> **Data listing**:
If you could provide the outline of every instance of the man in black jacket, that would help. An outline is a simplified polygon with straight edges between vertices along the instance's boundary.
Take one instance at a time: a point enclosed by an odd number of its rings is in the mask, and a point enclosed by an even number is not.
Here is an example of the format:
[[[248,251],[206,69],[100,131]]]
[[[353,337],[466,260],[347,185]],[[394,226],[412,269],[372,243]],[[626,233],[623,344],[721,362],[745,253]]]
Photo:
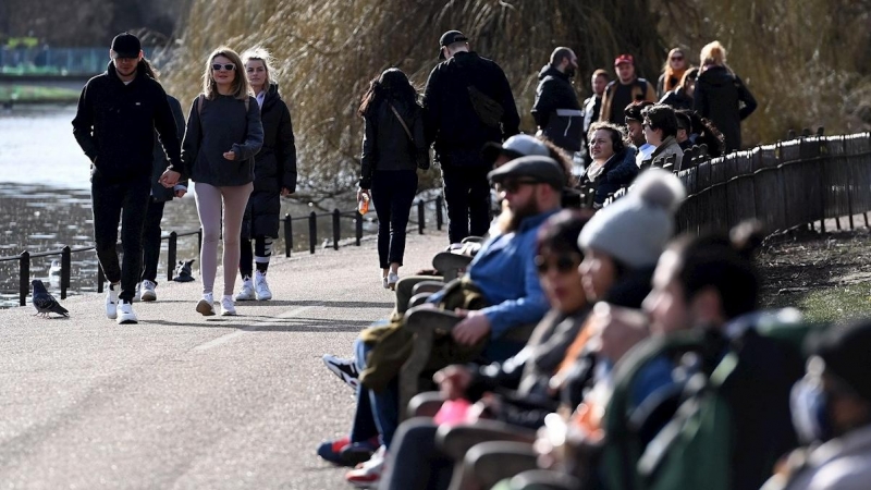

> **Your instructions**: Please retype the entries character for character, starting with the first line and going on through the line that contains "[[[248,251],[206,69],[100,131]]]", including that line.

> **Answer to the problem**:
If you could provide the outline of every instance of the man in black jacket, that would help. An outline is a simplified polygon with straight edges between vertices along the instance's boundary.
Take one instance at a time: a point enclosed by an odd number of its rings is in the mask, and a point enclosed by an even number is not.
Here is an example of the format:
[[[248,251],[206,69],[100,131]]]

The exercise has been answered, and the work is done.